Задание 1: Перепечатайте фрагмент текста о Наталье Горбаневской, начиная со слов "Проблема лишь в" и продолжая до слов "года до этого." включительно.
Задание 2: Напишите продолжение текста о Наталье Горбаневской, которое следует сразу за его последним предложением.

Текст для чтения:
------------------------------

В интервью "Эху Москвы" она рассказывала:

- …Когда неясно было, посадят меня или не посадят, мне сказали, что у нас есть тюрьмы для женщин с детьми. Я очень обрадовалась. Мне главное было, чтобы меня не разлучили с моим маленьким ребенком.

 

И ещё, отвечая на вопрос ведущего программы, что стало потом с её детьми:

…Вы знаете, у меня на допросе был разговор со следователем. Он говорит: "Вот как же вы не думали о детях!", я ему говорю: "Я думала о детях, я думала о том, чтоб детям не было за меня стыдно". И им мало того, что не стыдно, они действительно гордятся".

 

Так что, получается, её двум сыновьям, которые в тот трагический момент были совсем маленькими, можно только позавидовать. Их мама сделала им как лучше. И многим другим детям, как мы теперь понимаем, тоже. Мне в том числе.

 

Проблема лишь в том, что "Наташек", наподобие Горбаневской, в те поры оказалось настолько ничтожно мало, что мне, рождённой в самую что ни на есть Пражскую весну, пришлось дожидаться московской ещё целых 18 лет. А потом 21 августа, но уже 1991 года радоваться, что москвичи наконец-то не побоялись выйти на улицы уже огромной толпой и не дали танкам подавить всё завоёванное в Перестройку. Как это сделали такие ж танки в Праге за 22 года до этого.

 

 

Так уж получилось, что утром 21 августа этого года я пришла на ту самую Вацлавскую площадь, где 45 лет назад "наши" подавляли вольнолюбивых чехов. А там выставка фотографий.

 

 

Наверное, вот с таким же чувством современные немцы разглядывают фотодокументы из архивов Нюрнбергского процесса: вроде, мы-то тут совсем ни при чём, а глядеть чехам в глаза почему-то всё равно стыдно. Интересно, что на этот раз мне было гораздо стыднее, чем 12 лет назад. Приехав в Прагу в начале нулевых я как-то больше верила, что события 1968-го – это ну совсем не про новое поколение россиян.

 

45 – ягодки опять

Пока я разгуливала по Вацлавской площади, Наталья Горбаневская, оказывается раздумывала, пойти или не пойти на Красную – отмечать 45-ю годовщину той самой демонстрации. В конце концов 25 августа она опять не смогла остаться в стороне и написала в своём ЖЖ: "Иду на пл."

------------------------------

Собранные данные:
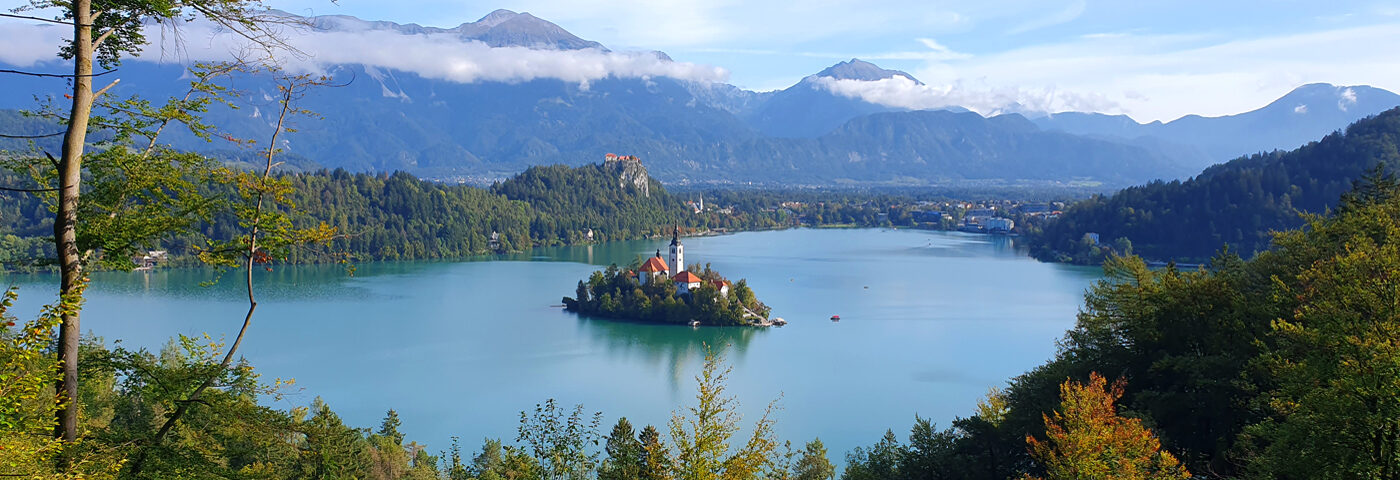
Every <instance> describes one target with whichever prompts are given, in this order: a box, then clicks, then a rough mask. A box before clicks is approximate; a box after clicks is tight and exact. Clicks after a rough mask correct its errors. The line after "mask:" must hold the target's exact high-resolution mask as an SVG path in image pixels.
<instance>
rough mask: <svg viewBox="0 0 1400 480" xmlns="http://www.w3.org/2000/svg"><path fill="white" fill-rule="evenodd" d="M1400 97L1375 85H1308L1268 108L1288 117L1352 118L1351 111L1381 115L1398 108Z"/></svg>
mask: <svg viewBox="0 0 1400 480" xmlns="http://www.w3.org/2000/svg"><path fill="white" fill-rule="evenodd" d="M1397 101H1400V97H1396V94H1392V92H1389V91H1385V90H1380V88H1375V87H1371V85H1333V84H1306V85H1302V87H1298V88H1294V90H1292V91H1289V92H1288V94H1287V95H1284V97H1281V98H1278V99H1275V101H1274V102H1271V104H1268V105H1267V106H1264V108H1263V109H1264V111H1270V109H1275V111H1280V112H1285V113H1296V115H1306V113H1322V112H1334V113H1337V115H1348V112H1351V111H1364V112H1371V113H1373V112H1380V111H1385V109H1387V108H1390V106H1394V105H1396V104H1397Z"/></svg>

------------------------------

Поле ответа 1:
Проблема лишь в том, что "Наташек", наподобие Горбаневской, в те поры оказалось настолько ничтожно мало, что мне, рождённой в самую что ни на есть Пражскую весну, пришлось дожидаться московской ещё целых 18 лет. А потом 21 августа, но уже 1991 года радоваться, что москвичи наконец-то не побоялись выйти на улицы уже огромной толпой и не дали танкам подавить всё завоёванное в Перестройку. Как это сделали такие ж танки в Праге за 22 года до этого.

Поле ответа 2:
Сюр заключается в том, что демонстрацию разогнали заново. Ну только что саму Наталью Евгеньевну не запихнули в автозак. На этот раз в отделение "Китай-город" доставили десятерых. Полицейские были неумолимы.

 

"Мы им пытались сказать, что это акция не политическая, а мемориально-историческая, но для них главное, что она была несогласованная. Мы обещали, что через пять минут сами разойдёмся, но это их не устраивало. А ведь если бы разошлись – всё прошло бы без отклика. Не понимаю, кому нужен был отклик? Или это такая локальная глупость конкретных полицейских? Но забавно, конечно".

 

Разницу Наталья Горбаневская, разумеется, почувствовала. Теперь не то, что давеча: "Моих товарищей не били, плакатов не рвали".

 

Но главное отличие, по её словам, даже не в этом, а во множестве поднятых с фотоаппаратами и смарфтонами рук. "А от нашей демонстрации 1968 года не осталось ни одной фотографии", - с сожалением сказала она.

 

Непонятные зигзаги

Естественно, в псковской областной библиотеке Наталью Горбаневскую не могли не спросить, как она оценивает произошедшее в России за последние двадцать с небольшим лет. Не разочаровалась ли она в своей борьбе?

 

 

Она упрямо повторила, что в 89-91 годах произошли "два важнейших события 20 века": "Первое – это рухнул коммунизм…Второе – это рухнула советская империя. То, что ваш президент называет крупнейшей геополитической катастрофой, я называю крупнейшей геополитической удачей столетия".

 

А что же дальше?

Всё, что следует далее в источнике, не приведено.